# "Chair seat"



## ridergirl23 (Sep 17, 2009)

Think about riding more on your pelvis... and maybe try riding without sitrrups?
Im not sure, these are just guesses, lol.


----------



## tinyliny (Oct 31, 2009)

do you have a photo of yourself in this "chair seat"? Many times a chair seat is a result of a saddle that doesn't fit the horse very well or is placed too far forward. If the saddle is angled too much upward in the pommel, then you are forced to lean forward, i.e. lean up into the hill . If you have your upper body forward but your butt is falling back into the cantle of the saddle, your natural tendency will be to put your lower legs forward to counterbalance the upperbody. One would think that you would put them BACK but it is not so. You will have to struggle to bring them back under you and as soon as you start trotting, you will naturally find them creeping forward, until they are under your upper body. So, look at your saddle. Western? English?
You may need to bring it a bit further back (many dressage riders put theirs too far forward) or, if the horse has a back that causes this angle, then add a small lift under the back of the saddle , like a Cashel wedge. See if that doesn't feel different. If you want a temporary trial, you can arrange some folded towels in layers that gradually taper in thickeness to provide a lift to the back of the saddle without an abrupt edge thatq the horse will feel under the saddle. If that feels better you will know that a wedge is your solution.
Let me know how that works. I am curious. And can you post a photo?
Caroline


----------



## .Delete. (Jan 7, 2008)

Old picture and not who i ride now, i ride school horses at my college but thats how i typically ride.


----------



## .Delete. (Jan 7, 2008)

Same saddle and such, now that i look at that picture again, how embarrassing


----------



## tinyliny (Oct 31, 2009)

Delete,

Thank U for the photo. I see tons of Western riders who ride like that. In fact, I see it taught. However, if you look at how master western riders ride, you will not see this position. You will see a more upright, less braced position.

------------------------------------

In the chair seat forum thread, condense the paragraph beginning "You may need to bring it a bit further back" into a short bulleted list that keeps its main facts. You won't need the collected data entries for this.

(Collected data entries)
------------------------------------

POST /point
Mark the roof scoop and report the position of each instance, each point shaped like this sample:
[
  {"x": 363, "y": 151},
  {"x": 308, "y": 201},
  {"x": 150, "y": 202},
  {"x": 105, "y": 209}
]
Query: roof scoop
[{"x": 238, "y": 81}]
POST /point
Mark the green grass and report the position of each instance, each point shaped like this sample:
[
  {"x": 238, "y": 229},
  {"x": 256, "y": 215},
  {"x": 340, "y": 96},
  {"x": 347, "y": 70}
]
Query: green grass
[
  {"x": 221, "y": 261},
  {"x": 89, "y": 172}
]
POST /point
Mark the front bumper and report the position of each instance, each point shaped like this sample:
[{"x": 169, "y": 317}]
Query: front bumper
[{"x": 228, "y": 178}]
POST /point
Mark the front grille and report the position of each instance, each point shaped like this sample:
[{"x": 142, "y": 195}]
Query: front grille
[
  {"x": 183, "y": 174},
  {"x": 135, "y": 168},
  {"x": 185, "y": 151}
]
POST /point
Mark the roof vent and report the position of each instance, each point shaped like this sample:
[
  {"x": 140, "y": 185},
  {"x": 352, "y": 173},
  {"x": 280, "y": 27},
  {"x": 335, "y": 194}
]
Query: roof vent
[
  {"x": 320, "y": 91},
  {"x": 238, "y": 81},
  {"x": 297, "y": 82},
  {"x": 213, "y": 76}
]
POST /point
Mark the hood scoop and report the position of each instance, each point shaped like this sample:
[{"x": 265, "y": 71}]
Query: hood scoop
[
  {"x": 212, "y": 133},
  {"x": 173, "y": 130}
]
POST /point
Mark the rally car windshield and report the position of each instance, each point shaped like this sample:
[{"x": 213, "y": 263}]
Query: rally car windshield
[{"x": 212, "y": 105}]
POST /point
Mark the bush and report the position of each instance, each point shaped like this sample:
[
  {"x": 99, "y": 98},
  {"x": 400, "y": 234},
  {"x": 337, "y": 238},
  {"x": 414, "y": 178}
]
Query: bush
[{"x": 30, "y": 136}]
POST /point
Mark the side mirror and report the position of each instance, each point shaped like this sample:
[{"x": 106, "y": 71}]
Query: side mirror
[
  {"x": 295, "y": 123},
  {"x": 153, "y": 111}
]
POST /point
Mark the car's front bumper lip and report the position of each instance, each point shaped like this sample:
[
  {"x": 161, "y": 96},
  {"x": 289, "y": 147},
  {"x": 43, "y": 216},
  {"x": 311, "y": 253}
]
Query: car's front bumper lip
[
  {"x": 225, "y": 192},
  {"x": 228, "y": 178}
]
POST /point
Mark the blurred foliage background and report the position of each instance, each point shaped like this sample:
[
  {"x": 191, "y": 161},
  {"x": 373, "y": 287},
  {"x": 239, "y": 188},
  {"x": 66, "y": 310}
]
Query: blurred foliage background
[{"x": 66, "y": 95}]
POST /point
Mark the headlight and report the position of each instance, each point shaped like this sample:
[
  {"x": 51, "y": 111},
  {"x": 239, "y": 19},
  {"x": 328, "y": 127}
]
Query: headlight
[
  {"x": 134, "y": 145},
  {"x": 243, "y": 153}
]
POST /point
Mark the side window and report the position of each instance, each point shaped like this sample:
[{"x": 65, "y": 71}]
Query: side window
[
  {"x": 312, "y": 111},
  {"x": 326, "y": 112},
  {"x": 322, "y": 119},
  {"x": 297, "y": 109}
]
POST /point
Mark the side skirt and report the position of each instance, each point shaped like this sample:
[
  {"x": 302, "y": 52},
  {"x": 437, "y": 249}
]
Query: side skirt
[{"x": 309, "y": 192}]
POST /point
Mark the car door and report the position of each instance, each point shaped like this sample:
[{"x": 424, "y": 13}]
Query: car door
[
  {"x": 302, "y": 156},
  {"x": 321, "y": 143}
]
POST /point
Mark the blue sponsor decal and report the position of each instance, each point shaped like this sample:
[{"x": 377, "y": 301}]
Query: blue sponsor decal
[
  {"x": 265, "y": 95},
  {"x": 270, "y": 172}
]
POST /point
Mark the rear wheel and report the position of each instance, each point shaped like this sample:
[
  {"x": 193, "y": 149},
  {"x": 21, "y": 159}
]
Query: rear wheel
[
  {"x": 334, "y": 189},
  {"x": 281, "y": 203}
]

------------------------------------

§ **Task response**
- Move the saddle a bit further back, since many dressage riders place theirs too far forward.
- If the horse's back causes the angle, add a small lift under the back of the saddle, such as a Cashel wedge, and see whether it feels different.
- For a temporary trial, layer folded towels that gradually taper in thickness. This lifts the back of the saddle without an abrupt edge the horse would feel.
- If that feels better, a wedge is the solution.